• PAGE:
Politicians desperately seeking agenda; global anti-Semitism could be the answer

"The very essence of leadership is that you have to have vision. You can't blow an uncertain trumpet."

- Theodore M. Hesburgh

 

As our boys made their way down from Lebanon this past summer they returned to a country that was not the same as the one they left just a few weeks earlier. Three soldiers kidnapped, the north and south of Israel under daily missile attack, dozens killed and hundreds injured; the Second Lebanon War led to serious introspection as to Israel’s future and direction.

 

It was clear to many that the so-called Convergence Plan was no longer relevant and a different approach was needed. The people of Israel turned their eyes to Prime Minister Olmert looking for answers, looking for leadership, and most of all looking for direction. On Rosh Hashana eve in the Prime Minister’s annual New Year interview, Olmert shared his vision with us when he said “a prime minister does not have to wake up every morning with an agenda.” Not exactly the post war vision his citizens were looking for.

 

This worrisome lack of a clear agenda for the country has plagued the Olmert government ever since. It is no surprise that hot topics ranging from electoral reform to peace negotiations with Syria have made brief appearances at the top of the national debate. With no direction coming from the Prime Minister's office, the media has tried to present something, anything, for us to grab on to.

 

'Tsunami of anti-Semitism'

Just a few days ago another opportunity to help shape a national agenda presented itself and once again the wrong decision was made. It was announced last week that the Diaspora

Affairs Ministry, which functions out of the Prime Minister's Office, was being shut down. The Diaspora Affairs Ministry was founded in 2000 and has dealt with anti-Semitism, working to restore Jewish property stolen during the Holocaust and involvement in the Birthright and Masa programs, which bring Jewish youngsters from all over the world to Israel.

• WHAT YOU WILL DO:
a - According to the article on Israel's missing national agenda, in what year was the Diaspora Affairs Ministry founded?
b - Extend the article on Israel's missing national agenda with a few more paragraphs, starting after its last sentence.

• EXCERPTED RECORDS:
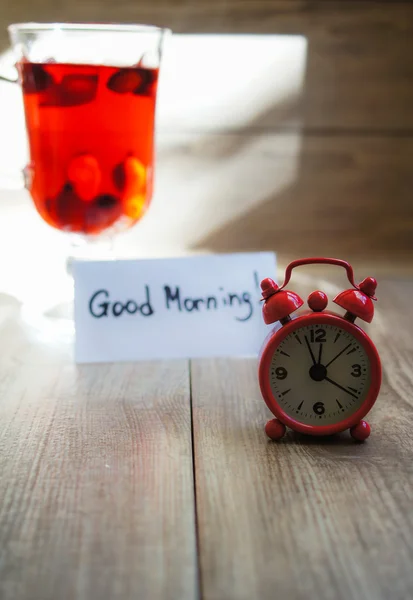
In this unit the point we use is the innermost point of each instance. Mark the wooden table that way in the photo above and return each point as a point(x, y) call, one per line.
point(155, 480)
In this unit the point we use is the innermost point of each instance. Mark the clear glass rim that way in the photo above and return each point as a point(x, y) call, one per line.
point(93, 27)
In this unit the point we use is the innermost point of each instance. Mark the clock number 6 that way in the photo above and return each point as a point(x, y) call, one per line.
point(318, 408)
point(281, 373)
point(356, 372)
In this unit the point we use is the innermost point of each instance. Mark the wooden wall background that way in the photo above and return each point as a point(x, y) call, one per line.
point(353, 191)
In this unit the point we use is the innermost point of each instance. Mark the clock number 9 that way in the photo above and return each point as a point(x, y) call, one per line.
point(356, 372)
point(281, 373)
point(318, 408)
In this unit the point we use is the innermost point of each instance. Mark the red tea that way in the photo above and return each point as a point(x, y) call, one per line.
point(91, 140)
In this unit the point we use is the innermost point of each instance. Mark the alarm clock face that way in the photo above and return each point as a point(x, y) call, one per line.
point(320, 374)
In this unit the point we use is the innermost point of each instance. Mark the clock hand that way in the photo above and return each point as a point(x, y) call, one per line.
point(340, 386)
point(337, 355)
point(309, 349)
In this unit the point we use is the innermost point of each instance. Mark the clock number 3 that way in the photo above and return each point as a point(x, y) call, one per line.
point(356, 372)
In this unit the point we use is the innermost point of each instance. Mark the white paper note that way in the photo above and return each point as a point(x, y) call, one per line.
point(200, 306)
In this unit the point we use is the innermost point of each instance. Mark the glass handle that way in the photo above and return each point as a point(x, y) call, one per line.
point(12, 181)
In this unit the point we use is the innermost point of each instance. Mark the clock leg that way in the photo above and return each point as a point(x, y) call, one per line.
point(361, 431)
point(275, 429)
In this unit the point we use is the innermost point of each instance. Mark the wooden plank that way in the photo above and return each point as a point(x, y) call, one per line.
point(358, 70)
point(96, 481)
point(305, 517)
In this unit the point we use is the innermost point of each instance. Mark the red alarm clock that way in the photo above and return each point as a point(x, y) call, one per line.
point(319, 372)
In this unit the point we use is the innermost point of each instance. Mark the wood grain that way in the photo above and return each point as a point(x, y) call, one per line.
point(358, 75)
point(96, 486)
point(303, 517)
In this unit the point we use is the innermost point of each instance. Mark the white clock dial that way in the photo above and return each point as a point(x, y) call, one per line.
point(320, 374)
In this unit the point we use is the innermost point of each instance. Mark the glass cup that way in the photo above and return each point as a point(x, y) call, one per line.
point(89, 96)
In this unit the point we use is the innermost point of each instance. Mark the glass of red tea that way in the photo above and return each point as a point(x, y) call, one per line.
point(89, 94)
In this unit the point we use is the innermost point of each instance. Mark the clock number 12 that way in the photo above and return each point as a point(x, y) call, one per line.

• RESPONSES BY TASK:
a - 2000

b -
The Global Forum Against Anti-Semitism recently reported that Anti-Semitism continues to rise in Europe, leading England’s Chief Rabbi Jonathan Sacks to warn that "a tsunami of anti-Semitism" was sweeping across the continent. The same is being reported with regard to growing anti-Israelism on college campuses in the United States. This troublesome trend has taken on a life of its own and experts predict this will be the challenge facing Israel and the Jewish people in the 21st century.

 

Anti-Israelism and anti-Semitism clearly affect our international standing, Aliyah, and Jewish identity and support abroad, but there are clear ramifications back home in Israel as well. The sharp increase in the

number of young Israelis leaving the country, and the ever-growing disgust towards anything remotely Jewish or Zionistic among Israel’s youth, shows that in a global world these messages do not only sow their seeds of hate in someone else’s garden, but in our own backyard as well.

 

The events of the past year have led many in Israel to question the very ideals that the State was founded on and have fanned the flames of animosity abroad. The Ministry of Diaspora Affairs strengthens our commitment to Diaspora Jewry, fighting anti-Semitism, and educating the next generation of Israel supporters. It sends a clear unequivocal message both abroad and to Israeli youth; a message of hope and strength, a message of conviction in the righteousness of our ways, and of better days to come. For a government so desperately in search of an agenda what better agenda could there be?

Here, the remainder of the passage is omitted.